Set task
Return every record exactly as written.

## START Data in this exercise

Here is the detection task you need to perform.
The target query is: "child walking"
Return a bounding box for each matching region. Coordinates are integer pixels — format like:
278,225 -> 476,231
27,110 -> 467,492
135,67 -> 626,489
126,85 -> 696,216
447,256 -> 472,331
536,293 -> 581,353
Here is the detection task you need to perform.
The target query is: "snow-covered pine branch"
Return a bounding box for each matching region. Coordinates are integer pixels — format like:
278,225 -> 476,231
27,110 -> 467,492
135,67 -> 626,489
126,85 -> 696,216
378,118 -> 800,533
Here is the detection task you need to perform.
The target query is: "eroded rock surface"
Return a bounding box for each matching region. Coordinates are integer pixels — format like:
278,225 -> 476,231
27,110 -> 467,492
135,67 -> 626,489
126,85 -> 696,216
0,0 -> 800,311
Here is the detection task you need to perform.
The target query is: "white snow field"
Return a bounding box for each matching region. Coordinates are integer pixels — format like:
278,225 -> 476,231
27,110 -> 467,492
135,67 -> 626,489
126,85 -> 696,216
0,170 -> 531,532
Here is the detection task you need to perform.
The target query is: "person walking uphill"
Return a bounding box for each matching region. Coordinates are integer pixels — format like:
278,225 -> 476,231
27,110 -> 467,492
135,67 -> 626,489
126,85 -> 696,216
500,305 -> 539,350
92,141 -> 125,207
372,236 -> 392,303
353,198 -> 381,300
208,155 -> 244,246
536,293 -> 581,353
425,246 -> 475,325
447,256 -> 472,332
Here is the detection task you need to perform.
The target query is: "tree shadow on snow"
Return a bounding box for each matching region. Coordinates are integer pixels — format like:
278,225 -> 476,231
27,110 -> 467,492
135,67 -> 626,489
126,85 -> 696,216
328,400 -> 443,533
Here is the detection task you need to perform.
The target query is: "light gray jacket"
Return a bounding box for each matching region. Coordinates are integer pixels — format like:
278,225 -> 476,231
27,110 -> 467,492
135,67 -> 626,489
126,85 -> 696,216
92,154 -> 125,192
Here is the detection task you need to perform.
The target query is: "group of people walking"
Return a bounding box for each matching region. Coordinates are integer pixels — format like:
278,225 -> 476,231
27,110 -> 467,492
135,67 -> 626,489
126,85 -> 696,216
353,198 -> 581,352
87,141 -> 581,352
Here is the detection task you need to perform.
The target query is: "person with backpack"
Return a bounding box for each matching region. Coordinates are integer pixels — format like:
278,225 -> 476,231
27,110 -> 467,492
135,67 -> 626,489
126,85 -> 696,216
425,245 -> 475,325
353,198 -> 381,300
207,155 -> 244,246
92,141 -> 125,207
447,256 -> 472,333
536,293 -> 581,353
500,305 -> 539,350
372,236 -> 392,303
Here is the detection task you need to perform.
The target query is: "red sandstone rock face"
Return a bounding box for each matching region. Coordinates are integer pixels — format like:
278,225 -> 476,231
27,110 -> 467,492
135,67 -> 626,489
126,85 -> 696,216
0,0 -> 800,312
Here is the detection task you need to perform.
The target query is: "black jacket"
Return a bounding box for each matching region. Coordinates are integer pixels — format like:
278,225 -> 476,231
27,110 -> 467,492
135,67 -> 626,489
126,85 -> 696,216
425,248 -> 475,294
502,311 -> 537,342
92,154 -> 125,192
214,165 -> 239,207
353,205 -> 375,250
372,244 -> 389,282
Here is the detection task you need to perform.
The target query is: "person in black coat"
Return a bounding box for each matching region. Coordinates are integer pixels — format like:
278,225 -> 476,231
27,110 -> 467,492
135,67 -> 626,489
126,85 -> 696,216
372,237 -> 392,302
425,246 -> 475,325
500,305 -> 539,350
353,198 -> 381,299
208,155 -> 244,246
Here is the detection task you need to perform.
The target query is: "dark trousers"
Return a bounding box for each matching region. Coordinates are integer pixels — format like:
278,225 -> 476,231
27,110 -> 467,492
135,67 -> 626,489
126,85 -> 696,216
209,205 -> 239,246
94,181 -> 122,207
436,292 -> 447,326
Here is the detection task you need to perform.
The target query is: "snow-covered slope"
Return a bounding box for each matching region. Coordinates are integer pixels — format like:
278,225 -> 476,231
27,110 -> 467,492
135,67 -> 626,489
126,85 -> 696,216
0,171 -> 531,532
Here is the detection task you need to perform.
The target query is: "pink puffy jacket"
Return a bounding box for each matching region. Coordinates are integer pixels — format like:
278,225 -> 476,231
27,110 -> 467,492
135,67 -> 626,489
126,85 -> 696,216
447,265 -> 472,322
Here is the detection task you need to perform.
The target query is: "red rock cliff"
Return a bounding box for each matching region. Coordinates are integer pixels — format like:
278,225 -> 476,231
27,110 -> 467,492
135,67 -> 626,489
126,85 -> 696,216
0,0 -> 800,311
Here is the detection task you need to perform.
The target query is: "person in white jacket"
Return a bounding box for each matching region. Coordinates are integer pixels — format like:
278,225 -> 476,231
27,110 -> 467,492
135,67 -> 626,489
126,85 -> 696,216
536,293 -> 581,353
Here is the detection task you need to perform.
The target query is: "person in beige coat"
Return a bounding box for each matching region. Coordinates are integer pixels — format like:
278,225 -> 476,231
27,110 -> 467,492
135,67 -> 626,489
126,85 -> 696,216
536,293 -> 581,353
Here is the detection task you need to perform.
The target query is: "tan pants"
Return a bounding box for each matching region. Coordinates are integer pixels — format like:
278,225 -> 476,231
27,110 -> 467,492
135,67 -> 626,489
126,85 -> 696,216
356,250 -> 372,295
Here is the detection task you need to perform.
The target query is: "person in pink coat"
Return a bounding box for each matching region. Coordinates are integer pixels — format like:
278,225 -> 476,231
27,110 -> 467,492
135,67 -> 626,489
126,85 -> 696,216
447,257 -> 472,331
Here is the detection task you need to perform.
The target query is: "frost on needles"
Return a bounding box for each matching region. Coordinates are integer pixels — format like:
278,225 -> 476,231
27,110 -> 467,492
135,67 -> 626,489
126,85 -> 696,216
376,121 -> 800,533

## END Data in this exercise

Exercise response
Here is the detection task you need to perform.
The target query is: "child walking"
Return a bounding box for each matching region. Coordinates are integer pixels — format like:
278,225 -> 476,231
27,110 -> 467,492
135,67 -> 626,489
126,85 -> 696,216
447,256 -> 472,331
536,293 -> 581,353
Here is the detection task you need to perform.
The target query is: "snow-covered pine branch"
Return a bounding box for each matching region. Coordinates are integer pixels — format like:
278,225 -> 476,231
27,110 -> 467,492
135,67 -> 626,489
126,85 -> 696,216
378,118 -> 800,533
Here is the detection task you need to perform.
The target query is: "eroded rock surface"
Return a bounding box for each matching region. Coordinates are integer pixels — format like:
278,225 -> 476,231
27,110 -> 467,492
135,67 -> 626,489
126,85 -> 696,216
0,0 -> 800,311
Here is the detection task you need to perform.
The target query is: "white snow field"
Return a bounding box for each matching region. Coordinates are integer pixels — format like:
278,225 -> 476,231
27,110 -> 467,492
135,67 -> 626,489
126,85 -> 696,216
0,170 -> 531,532
Here is the detection task you need to perform.
The target query is: "person walking uphill"
Return a bounding box for each matching region. Coordinates are integer pixels — format like:
278,225 -> 476,231
27,110 -> 467,492
135,67 -> 626,489
126,85 -> 696,216
500,305 -> 539,350
92,141 -> 125,207
372,236 -> 392,303
353,198 -> 381,300
208,155 -> 244,246
536,293 -> 581,353
425,246 -> 475,325
447,256 -> 472,332
Here is the detection task you need to perform.
The target query is: "tree shadow on snow"
Return a bounding box for each matching region. Coordinates are integer pixels — format like:
278,225 -> 476,231
27,110 -> 467,492
135,67 -> 626,489
126,85 -> 696,216
328,400 -> 443,533
Here is the detection task you need to perform.
The target query is: "light gray jacket"
Return a bounding box for each matching region. Coordinates are integer pixels — format like:
278,225 -> 476,231
27,110 -> 467,492
135,67 -> 626,489
126,85 -> 696,216
92,154 -> 125,192
Here is the detection task you need to perform.
The target query is: "group of people walking"
Return a bounding box for each matching region. Coordinates are integer pixels — format like:
278,225 -> 476,231
27,110 -> 467,492
135,67 -> 626,489
126,85 -> 696,216
353,198 -> 581,352
87,141 -> 581,352
Here is the detection task you need to perform.
The target query is: "person with backpack"
Return a bounding box for each matching region. Coordinates are integer pixels — format like:
278,225 -> 476,231
27,110 -> 467,492
135,67 -> 626,489
126,85 -> 696,216
425,245 -> 475,325
353,198 -> 381,300
207,155 -> 244,246
92,141 -> 125,207
447,256 -> 472,333
536,293 -> 581,353
500,305 -> 539,350
372,236 -> 392,303
Here is the detection task you need to perform.
The target query is: "red sandstone rock face"
Return a bounding box for each matching region. Coordinates are integer pixels — format like:
278,225 -> 476,231
27,110 -> 467,492
135,67 -> 626,489
126,85 -> 696,216
0,0 -> 800,312
Here is the detection task you need to perform.
The target query is: "black jacket"
Return a bounding box for each matching region. Coordinates are integer pixels — format like:
278,225 -> 476,231
27,110 -> 467,492
135,67 -> 626,489
126,85 -> 696,216
425,248 -> 475,294
502,311 -> 537,342
92,154 -> 125,192
214,165 -> 239,207
353,205 -> 375,250
372,244 -> 389,282
Here is the detection task you need to perform.
The target query is: "person in black coat"
Return a bounding box for each matching region. Coordinates are integer pixels — format like:
278,225 -> 476,231
27,110 -> 467,492
135,67 -> 626,489
126,85 -> 696,216
372,237 -> 392,302
425,246 -> 475,325
500,305 -> 539,350
353,198 -> 381,299
208,155 -> 244,246
Here is the detection task you need to perform.
The target query is: "dark trousers"
Return a bounding box for each matching region. Coordinates are integer pixels — format like:
278,225 -> 476,231
27,110 -> 467,492
135,67 -> 626,489
126,85 -> 696,216
209,205 -> 239,246
94,181 -> 122,207
436,292 -> 447,326
Here is the detection task you need to perform.
The target query is: "snow-covered slope"
Return a bounding box for each matching region. Coordinates are integer pixels — format like:
278,225 -> 476,231
27,110 -> 467,492
135,67 -> 626,489
126,85 -> 696,216
0,171 -> 531,532
Here is the detection task you need to perform.
The target query is: "pink puffy jacket"
Return a bounding box for each matching region. Coordinates are integer pixels — format like:
278,225 -> 476,231
27,110 -> 467,492
135,67 -> 626,489
126,85 -> 696,216
447,265 -> 472,322
Here is the detection task you need to perform.
The target query is: "red rock cliff"
Return a bounding box for each matching region. Coordinates are integer pixels — format like:
278,225 -> 476,231
27,110 -> 467,492
135,67 -> 626,489
126,85 -> 696,216
0,0 -> 800,311
Here is the detection task you need to perform.
The target query is: "person in white jacket"
Return a bounding box for each matching region. Coordinates are integer pixels — format like:
278,225 -> 476,231
27,110 -> 467,492
135,67 -> 626,489
126,85 -> 696,216
536,293 -> 581,353
Here is the detection task you need to perform.
The target query is: "person in beige coat"
Return a bounding box for each matching region. Coordinates are integer pixels — format like:
278,225 -> 476,231
27,110 -> 467,492
135,67 -> 626,489
126,85 -> 696,216
536,293 -> 581,353
Here is the detection task you need to perform.
The target query is: "tan pants"
Return a bounding box for each matching region. Coordinates are integer pixels — format like:
278,225 -> 476,231
27,110 -> 467,492
135,67 -> 626,489
126,85 -> 696,216
356,250 -> 372,295
Here is the detection task you need to perform.
The target query is: "person in pink coat"
Return a bounding box for each matching region. Coordinates are integer pixels — format like:
278,225 -> 476,231
27,110 -> 467,492
135,67 -> 626,489
126,85 -> 696,216
447,257 -> 472,331
Here is the detection task you need to perform.
The target query is: "frost on needles"
Return a bounding box for each matching region. Coordinates are integer pixels — format like:
278,225 -> 476,231
27,110 -> 467,492
135,67 -> 626,489
126,85 -> 696,216
376,121 -> 800,533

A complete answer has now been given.